### Excerpted data
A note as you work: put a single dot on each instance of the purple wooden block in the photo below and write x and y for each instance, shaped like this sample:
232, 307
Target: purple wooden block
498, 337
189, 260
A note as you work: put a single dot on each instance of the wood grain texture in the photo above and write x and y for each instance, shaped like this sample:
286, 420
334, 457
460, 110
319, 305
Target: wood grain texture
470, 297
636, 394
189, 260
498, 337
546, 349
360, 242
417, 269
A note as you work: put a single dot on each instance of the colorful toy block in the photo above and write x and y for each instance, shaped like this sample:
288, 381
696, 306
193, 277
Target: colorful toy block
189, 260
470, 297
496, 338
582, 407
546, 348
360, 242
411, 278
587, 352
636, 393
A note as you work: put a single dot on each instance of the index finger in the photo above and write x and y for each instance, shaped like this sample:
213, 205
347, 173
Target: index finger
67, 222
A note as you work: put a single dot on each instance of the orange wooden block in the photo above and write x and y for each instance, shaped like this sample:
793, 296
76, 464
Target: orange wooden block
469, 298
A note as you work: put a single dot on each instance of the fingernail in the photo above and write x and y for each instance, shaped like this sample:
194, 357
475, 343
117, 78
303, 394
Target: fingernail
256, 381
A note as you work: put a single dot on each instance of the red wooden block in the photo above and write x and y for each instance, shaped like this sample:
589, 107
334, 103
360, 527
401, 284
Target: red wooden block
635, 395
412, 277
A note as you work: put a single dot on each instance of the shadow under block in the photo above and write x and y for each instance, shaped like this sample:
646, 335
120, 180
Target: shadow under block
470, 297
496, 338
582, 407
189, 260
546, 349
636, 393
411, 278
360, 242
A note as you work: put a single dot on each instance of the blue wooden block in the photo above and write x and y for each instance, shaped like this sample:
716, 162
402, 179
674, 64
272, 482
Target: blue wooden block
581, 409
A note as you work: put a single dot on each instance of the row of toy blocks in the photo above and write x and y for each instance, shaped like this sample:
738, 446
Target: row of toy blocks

### What to produce
Take the lines from the one containing "of the index" to the last line of the material above and write them out exactly.

### The answer
A note as you work: put a single dot on each instance of the index finger in the photo above and write x and y for each instance, shaped like this sample:
213, 205
347, 173
Target: index finger
67, 222
A note as you work: put a single dot on each instance of the orange wooden block in the photo above and write x and y for each instance, shaped like this sample:
793, 296
76, 464
Target: orange wooden block
469, 298
A note as you work: put a single dot on each instance of the fingernail in the photo above and write x and y for each instance, shaped like this sample:
194, 357
475, 343
117, 78
303, 394
Target: fingernail
256, 381
A note as you work: put a single dot on each instance of the red wooden block in the photo above and write x and y for each instance, shaped like this sample:
589, 107
334, 103
360, 527
401, 284
Target: red wooden block
635, 395
412, 277
A note as you work: put a single dot on each instance of the shadow under block in the photo above and write x and y for each instance, shaped like this sample:
646, 335
120, 180
Target: shadow under block
470, 297
496, 338
582, 407
189, 260
546, 349
636, 393
411, 278
360, 242
A note as you work: put a single dot on each instance of the blue wooden block in the photo above and write x and y for each instance, shaped like this sample:
716, 162
402, 179
674, 64
272, 482
Target: blue wooden block
581, 409
A note as you work: put a single dot on each instance of the row of toy blocks in the photo above and write x and y for each instance, shaped like this sample:
738, 446
Target: row of toy blocks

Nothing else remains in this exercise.